For the data below, the lines that hold "meat" should be counted; only the resulting number is expected.

______

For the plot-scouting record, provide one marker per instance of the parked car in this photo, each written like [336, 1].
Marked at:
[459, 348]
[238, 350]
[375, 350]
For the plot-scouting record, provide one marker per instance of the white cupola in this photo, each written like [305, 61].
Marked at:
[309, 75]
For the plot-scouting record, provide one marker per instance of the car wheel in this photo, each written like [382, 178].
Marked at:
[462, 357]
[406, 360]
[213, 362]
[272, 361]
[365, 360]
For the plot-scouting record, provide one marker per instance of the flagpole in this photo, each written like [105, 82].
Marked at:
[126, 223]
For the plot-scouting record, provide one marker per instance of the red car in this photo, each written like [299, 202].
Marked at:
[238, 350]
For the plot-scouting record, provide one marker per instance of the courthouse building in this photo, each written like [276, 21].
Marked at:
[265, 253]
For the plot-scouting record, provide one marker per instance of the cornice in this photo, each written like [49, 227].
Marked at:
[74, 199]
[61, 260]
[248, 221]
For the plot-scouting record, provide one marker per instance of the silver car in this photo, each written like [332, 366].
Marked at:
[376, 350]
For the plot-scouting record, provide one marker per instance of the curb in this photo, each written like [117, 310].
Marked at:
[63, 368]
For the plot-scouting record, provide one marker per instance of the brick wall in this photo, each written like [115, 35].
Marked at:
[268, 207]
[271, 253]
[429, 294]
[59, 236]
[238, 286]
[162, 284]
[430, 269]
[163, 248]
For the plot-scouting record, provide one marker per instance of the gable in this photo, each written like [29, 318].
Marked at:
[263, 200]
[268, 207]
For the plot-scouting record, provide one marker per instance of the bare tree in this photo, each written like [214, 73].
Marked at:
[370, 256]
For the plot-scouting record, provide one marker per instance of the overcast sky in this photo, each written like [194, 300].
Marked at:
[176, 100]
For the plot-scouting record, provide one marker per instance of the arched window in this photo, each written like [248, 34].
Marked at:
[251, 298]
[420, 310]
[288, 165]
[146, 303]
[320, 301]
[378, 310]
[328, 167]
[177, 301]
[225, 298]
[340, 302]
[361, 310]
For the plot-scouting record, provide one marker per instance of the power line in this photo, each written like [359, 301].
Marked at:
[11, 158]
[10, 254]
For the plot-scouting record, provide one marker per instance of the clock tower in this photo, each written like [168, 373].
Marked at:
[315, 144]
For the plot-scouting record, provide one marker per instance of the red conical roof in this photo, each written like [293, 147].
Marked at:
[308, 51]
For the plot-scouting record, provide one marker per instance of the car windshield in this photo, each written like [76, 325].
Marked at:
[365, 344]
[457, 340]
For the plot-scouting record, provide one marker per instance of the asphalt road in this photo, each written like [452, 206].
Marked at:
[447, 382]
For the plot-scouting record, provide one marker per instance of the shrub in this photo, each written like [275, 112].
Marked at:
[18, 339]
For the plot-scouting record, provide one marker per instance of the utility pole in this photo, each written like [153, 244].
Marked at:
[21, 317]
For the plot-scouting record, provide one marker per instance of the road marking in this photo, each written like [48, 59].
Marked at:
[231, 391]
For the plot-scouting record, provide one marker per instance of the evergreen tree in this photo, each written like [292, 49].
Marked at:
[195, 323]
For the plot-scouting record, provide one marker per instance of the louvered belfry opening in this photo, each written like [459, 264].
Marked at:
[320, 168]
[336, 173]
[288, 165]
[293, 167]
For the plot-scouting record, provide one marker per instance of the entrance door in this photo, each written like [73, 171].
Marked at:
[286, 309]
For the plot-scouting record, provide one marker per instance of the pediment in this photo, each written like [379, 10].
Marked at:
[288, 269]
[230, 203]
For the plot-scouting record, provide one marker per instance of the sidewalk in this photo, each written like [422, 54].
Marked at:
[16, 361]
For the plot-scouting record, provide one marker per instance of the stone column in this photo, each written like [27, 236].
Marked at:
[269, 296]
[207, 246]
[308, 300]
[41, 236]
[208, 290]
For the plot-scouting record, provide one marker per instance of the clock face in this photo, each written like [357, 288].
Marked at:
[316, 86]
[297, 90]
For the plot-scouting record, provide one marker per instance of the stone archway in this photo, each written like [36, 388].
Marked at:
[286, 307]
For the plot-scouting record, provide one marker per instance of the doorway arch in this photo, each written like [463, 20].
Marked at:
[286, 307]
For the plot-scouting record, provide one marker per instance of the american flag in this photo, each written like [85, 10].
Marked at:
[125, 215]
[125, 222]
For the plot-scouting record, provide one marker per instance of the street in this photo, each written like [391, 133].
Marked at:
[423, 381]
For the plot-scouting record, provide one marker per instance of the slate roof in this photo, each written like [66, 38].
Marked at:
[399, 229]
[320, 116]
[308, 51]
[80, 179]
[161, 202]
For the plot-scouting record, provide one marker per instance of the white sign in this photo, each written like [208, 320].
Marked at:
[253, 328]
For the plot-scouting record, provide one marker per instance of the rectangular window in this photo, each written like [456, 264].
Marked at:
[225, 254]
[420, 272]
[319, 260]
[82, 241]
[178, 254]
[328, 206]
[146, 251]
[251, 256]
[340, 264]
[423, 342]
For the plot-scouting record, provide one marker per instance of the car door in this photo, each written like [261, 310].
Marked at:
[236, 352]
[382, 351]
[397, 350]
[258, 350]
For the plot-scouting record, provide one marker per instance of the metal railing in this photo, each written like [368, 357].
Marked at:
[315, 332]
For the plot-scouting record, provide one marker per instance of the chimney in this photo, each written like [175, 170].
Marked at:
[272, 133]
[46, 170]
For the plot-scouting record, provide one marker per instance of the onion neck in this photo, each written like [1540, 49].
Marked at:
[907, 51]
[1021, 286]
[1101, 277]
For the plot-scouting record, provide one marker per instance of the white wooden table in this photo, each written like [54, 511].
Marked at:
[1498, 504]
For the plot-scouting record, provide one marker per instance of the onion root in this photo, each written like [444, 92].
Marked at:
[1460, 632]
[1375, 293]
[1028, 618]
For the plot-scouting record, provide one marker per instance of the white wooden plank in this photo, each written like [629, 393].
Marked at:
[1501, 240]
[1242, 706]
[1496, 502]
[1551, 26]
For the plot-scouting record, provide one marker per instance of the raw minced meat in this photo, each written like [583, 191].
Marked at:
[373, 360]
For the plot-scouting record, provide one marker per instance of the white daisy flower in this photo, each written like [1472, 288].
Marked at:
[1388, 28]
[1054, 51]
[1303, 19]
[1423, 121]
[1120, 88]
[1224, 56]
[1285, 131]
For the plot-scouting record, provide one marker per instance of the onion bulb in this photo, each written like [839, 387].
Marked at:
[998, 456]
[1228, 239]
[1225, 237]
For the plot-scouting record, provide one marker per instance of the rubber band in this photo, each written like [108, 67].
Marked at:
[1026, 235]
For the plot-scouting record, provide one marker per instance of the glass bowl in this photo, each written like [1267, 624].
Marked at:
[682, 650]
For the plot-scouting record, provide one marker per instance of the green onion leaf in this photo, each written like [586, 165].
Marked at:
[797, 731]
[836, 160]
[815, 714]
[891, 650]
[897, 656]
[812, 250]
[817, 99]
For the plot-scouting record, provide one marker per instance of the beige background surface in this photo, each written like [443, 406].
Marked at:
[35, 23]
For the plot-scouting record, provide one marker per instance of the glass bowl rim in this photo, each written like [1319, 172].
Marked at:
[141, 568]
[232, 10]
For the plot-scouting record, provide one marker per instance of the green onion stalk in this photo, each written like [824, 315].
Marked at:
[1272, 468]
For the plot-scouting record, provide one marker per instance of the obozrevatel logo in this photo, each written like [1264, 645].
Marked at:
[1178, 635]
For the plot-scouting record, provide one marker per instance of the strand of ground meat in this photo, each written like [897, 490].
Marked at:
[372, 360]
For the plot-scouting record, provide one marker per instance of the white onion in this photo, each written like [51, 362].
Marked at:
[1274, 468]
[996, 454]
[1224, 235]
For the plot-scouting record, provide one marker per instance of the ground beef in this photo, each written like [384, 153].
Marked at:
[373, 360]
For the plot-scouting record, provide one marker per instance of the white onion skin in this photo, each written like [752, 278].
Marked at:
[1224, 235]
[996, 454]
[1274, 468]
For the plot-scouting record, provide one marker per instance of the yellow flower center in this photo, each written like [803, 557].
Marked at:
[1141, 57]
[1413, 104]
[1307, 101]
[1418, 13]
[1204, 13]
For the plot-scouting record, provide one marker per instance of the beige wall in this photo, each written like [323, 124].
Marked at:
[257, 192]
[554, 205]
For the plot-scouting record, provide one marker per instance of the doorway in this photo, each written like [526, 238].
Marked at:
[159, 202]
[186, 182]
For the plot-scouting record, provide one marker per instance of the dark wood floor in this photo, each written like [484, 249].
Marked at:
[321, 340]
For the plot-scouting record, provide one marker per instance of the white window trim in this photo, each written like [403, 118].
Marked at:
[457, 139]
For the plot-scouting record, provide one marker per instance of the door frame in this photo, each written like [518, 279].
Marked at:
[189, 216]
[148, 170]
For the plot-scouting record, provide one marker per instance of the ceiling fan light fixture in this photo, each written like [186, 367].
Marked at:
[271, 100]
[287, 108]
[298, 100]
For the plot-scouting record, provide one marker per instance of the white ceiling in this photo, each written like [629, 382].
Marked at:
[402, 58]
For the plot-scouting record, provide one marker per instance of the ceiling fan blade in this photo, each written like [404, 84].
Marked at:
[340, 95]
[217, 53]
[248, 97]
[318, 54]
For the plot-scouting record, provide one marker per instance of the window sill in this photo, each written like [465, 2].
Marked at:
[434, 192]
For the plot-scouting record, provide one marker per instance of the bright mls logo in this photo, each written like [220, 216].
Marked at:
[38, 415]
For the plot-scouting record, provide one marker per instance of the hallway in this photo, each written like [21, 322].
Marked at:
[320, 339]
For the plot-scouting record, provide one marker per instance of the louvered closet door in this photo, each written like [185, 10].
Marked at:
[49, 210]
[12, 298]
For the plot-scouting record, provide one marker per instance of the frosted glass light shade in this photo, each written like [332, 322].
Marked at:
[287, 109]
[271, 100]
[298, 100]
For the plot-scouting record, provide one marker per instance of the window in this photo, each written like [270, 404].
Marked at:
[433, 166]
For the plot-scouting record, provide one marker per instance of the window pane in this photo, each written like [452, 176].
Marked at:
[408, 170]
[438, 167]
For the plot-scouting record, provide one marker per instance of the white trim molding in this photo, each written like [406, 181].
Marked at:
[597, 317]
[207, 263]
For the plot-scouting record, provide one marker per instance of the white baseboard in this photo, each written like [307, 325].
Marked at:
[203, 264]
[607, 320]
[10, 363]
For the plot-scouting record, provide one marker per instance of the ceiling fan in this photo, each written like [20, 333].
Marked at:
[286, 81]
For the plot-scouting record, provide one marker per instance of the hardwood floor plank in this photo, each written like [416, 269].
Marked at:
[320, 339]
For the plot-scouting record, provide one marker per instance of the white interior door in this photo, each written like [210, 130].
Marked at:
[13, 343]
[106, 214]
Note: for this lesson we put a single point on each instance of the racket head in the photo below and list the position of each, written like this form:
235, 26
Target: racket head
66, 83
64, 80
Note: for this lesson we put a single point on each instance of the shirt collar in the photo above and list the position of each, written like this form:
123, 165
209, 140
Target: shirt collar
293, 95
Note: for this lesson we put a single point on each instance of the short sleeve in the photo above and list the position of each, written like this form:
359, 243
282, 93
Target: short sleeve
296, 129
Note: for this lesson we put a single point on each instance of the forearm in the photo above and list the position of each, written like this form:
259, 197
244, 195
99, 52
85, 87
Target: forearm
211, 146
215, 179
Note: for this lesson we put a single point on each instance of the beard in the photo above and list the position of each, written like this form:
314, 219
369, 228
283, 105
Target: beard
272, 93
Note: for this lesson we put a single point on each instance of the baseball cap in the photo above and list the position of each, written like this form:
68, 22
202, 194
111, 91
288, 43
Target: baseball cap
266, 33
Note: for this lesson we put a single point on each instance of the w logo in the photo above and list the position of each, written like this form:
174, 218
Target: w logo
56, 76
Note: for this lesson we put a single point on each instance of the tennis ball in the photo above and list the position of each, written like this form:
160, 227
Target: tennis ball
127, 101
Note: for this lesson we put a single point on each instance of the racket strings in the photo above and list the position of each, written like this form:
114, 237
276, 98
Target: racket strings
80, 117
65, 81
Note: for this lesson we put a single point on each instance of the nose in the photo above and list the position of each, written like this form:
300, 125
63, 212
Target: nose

______

> ANSWER SECTION
2